[BEGIN]
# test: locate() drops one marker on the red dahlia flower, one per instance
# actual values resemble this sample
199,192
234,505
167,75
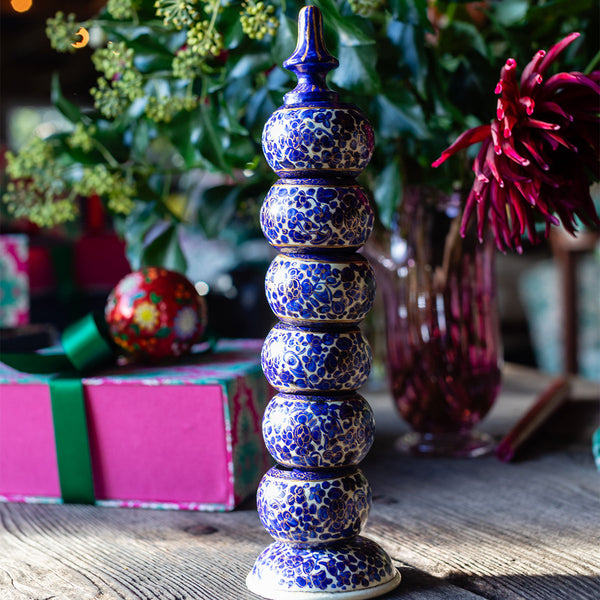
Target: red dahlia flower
538,155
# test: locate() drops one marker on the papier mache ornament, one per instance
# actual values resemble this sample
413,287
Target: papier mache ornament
154,314
318,428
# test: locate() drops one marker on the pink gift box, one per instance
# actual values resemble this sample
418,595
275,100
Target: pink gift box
187,436
14,280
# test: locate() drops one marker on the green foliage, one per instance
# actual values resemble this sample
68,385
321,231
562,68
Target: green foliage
186,86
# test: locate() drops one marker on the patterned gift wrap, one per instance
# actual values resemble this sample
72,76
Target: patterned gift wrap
185,436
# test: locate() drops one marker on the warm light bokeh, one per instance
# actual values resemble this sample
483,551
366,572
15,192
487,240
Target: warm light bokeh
85,38
21,5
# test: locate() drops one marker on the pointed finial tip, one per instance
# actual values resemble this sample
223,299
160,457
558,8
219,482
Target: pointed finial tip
310,49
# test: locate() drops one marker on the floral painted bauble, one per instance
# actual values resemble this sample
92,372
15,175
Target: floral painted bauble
153,314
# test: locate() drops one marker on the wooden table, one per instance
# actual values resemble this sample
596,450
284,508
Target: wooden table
456,529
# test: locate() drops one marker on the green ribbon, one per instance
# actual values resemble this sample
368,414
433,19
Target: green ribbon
85,346
71,440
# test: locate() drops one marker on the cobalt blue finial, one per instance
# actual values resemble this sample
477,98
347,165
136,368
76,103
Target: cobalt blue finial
310,61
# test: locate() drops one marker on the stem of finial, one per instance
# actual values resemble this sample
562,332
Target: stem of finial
310,61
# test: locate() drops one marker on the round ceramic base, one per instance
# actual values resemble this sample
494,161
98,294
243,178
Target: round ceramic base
353,570
454,445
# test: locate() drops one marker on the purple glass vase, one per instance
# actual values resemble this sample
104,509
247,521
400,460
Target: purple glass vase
442,328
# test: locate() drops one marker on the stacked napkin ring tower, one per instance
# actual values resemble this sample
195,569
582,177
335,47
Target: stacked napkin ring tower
316,500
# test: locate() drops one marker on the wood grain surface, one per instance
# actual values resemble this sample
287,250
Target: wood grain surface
456,529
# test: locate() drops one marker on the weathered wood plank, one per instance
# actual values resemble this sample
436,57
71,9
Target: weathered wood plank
457,529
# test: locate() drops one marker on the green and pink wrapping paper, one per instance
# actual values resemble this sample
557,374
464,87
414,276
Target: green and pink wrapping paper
186,436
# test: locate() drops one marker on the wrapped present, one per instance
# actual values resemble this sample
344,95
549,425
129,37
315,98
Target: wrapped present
14,280
185,436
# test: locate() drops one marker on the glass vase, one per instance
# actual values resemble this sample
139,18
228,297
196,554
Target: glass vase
442,327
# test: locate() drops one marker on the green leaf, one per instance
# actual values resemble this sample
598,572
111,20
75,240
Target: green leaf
141,140
68,109
357,72
410,11
218,205
460,37
165,251
388,192
285,41
134,228
394,120
346,28
210,144
511,12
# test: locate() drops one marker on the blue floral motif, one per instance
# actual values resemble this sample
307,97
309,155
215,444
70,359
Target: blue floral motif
316,432
298,214
307,290
356,564
299,141
315,508
317,427
298,360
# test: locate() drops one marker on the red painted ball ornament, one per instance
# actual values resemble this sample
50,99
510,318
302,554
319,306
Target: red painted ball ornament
154,313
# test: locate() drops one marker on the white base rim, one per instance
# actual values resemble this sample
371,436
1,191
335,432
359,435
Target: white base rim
255,586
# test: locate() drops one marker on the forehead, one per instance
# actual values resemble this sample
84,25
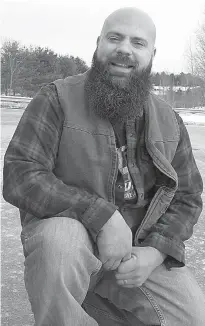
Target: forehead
130,26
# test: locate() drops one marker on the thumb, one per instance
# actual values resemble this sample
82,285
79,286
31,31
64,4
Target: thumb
127,257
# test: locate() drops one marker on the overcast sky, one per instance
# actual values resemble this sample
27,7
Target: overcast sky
72,26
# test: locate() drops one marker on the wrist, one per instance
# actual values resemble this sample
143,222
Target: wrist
160,256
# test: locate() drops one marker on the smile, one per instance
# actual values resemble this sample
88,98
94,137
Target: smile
121,65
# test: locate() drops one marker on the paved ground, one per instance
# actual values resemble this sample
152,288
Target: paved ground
15,306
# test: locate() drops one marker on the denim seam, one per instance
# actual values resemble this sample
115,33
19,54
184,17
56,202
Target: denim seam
154,305
104,312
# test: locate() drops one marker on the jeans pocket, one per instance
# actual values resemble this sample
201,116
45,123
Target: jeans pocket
147,309
139,301
103,311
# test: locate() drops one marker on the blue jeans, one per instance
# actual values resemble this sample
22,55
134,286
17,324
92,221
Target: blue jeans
67,286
[END]
- **SET PROBLEM**: Rewrite every item above as a numbered list, skipping any blank lines, and leave the pictures out of your answer.

- **EXPECTED ANSWER**:
1. # test: locate() drops one marker on the red dahlia flower, one per instance
2. # actual values resemble this sample
3. 199,192
4. 234,505
5. 167,75
6. Target: red dahlia flower
7. 538,155
8. # test: locate() drops one marker on the papier mache ornament, one per instance
9. # actual values resemble this sample
10. 413,287
11. Target: papier mache ornament
12. 154,314
13. 318,428
14. # test: locate() drops one marker on the pink gift box, one per instance
15. # actual values resemble this sample
16. 418,595
17. 275,100
18. Target: pink gift box
19. 187,436
20. 14,280
21. # test: locate() drops one marker on the green foliage, one per instance
22. # actual values resemble this sample
23. 68,385
24. 321,231
25. 562,68
26. Target: green foliage
27. 186,86
28. # test: locate() drops one marker on the patterned gift wrap, one per instance
29. # actual values resemble this sample
30. 72,76
31. Target: patterned gift wrap
32. 185,436
33. # test: locate() drops one marker on the warm light bokeh, one per instance
34. # actual values resemble this sample
35. 483,551
36. 366,572
37. 15,192
38. 487,240
39. Target: warm light bokeh
40. 85,38
41. 21,5
42. # test: locate() drops one marker on the pointed finial tip, one per instance
43. # actual values resemble this sample
44. 223,299
45. 160,457
46. 558,8
47. 219,482
48. Target: pointed finial tip
49. 310,49
50. # test: locate() drops one marker on the floral painted bauble, one per instance
51. # actual values resemble this sample
52. 92,372
53. 15,175
54. Target: floral painted bauble
55. 153,314
56. # test: locate() drops one marker on the wooden table, one per instance
57. # actual values resemble this sample
58. 596,450
59. 284,508
60. Target: wooden table
61. 456,529
62. # test: locate() drops one marker on the green ribbon, one per instance
63. # actual values resemble this sample
64. 368,414
65. 433,19
66. Target: green ribbon
67. 85,346
68. 71,440
69. # test: locate() drops one marker on the cobalt blue finial, one per instance
70. # actual values resemble this sample
71. 477,98
72. 347,165
73. 136,368
74. 76,103
75. Target: cobalt blue finial
76. 310,61
77. # test: locate() drops one marker on the stem of finial, one per instance
78. # actual values resemble this sample
79. 562,332
80. Target: stem of finial
81. 310,61
82. # test: locate() drops one marker on the round ceramic base, one per instance
83. # actual values resemble this sample
84. 494,161
85. 98,294
86. 243,178
87. Target: round ceramic base
88. 353,570
89. 454,445
90. # test: locate() drops one marker on the purple glass vase, one per instance
91. # actual values resemble this sample
92. 104,509
93. 247,521
94. 400,460
95. Target: purple glass vase
96. 442,328
97. # test: locate() drops one marker on the stacked napkin ring tower, one per instance
98. # actual values resemble this sample
99. 195,569
100. 582,177
101. 335,47
102. Target: stacked napkin ring tower
103. 316,500
104. # test: locate() drops one marker on the wood grain surface, one per instance
105. # actual values resemble this sample
106. 287,250
107. Target: wood grain surface
108. 456,529
109. # test: locate() drops one marker on the weathered wood plank, one per instance
110. # actual values resemble this sample
111. 436,57
112. 71,9
113. Target: weathered wood plank
114. 457,529
115. # test: locate() drops one marker on the green and pink wrapping paper, one per instance
116. # actual values resemble this sample
117. 557,374
118. 464,87
119. 414,276
120. Target: green and pink wrapping paper
121. 186,436
122. # test: locate() drops one marker on the wrapped present, one per instance
123. # actual values resemble this sample
124. 344,95
125. 549,425
126. 129,37
127. 315,98
128. Target: wrapped present
129. 14,280
130. 185,436
131. # test: locate() drops one marker on the glass vase, one per instance
132. # actual values resemble this sample
133. 139,18
134. 228,297
135. 196,554
136. Target: glass vase
137. 442,327
138. # test: locate() drops one marker on the green leaf, one per instance
139. # actual values resemble this sample
140. 598,572
141. 111,20
142. 75,240
143. Target: green leaf
144. 141,140
145. 68,109
146. 357,72
147. 410,11
148. 218,205
149. 460,37
150. 165,251
151. 388,192
152. 285,41
153. 134,228
154. 394,120
155. 346,28
156. 210,144
157. 511,12
158. # test: locate() drops one marker on the blue floral motif, one per instance
159. # actual values resemble this sample
160. 307,97
161. 309,155
162. 215,444
163. 70,359
164. Target: blue floral motif
165. 316,432
166. 298,214
167. 307,290
168. 356,564
169. 299,141
170. 315,508
171. 317,427
172. 298,360
173. # test: locate() drops one marker on the red painted ball ornament, one per instance
174. # actual values resemble this sample
175. 50,99
176. 510,318
177. 302,554
178. 319,306
179. Target: red painted ball ornament
180. 154,313
181. # test: locate() drops one marker on the white base rim, one per instance
182. # actual values resemble this sample
183. 371,436
184. 1,191
185. 335,432
186. 359,435
187. Target: white base rim
188. 255,586
189. # test: locate() drops one marker on the forehead, one per instance
190. # actual values resemble this sample
191. 84,25
192. Target: forehead
193. 130,26
194. # test: locate() drops one marker on the thumb, one per instance
195. # actual values resemble this sample
196. 82,285
197. 79,286
198. 31,31
199. 64,4
200. Target: thumb
201. 127,257
202. # test: locate() drops one marker on the overcast sky, one per instance
203. # actual values resemble this sample
204. 27,7
205. Target: overcast sky
206. 72,26
207. # test: locate() drops one marker on the wrist, one per instance
208. # actual values resemble this sample
209. 143,222
210. Target: wrist
211. 160,256
212. # test: locate() drops one marker on the smile, one per instance
213. # actual values resemble this sample
214. 88,98
215. 94,137
216. Target: smile
217. 121,65
218. # test: locate() drops one marker on the paved ground, one per instance
219. # actual values resemble this sample
220. 152,288
221. Target: paved ground
222. 15,306
223. # test: locate() drops one marker on the denim seam, one per instance
224. # actual values resemble this sample
225. 115,33
226. 19,54
227. 184,17
228. 56,202
229. Target: denim seam
230. 154,305
231. 104,312
232. # test: locate() drops one marker on the jeans pocket, one per instance
233. # actual values resemble this sample
234. 201,116
235. 45,123
236. Target: jeans pocket
237. 147,309
238. 139,301
239. 103,311
240. # test: locate() drops one marker on the blue jeans, one per instance
241. # actual values resemble this sample
242. 22,55
243. 134,286
244. 17,324
245. 92,221
246. Target: blue jeans
247. 67,286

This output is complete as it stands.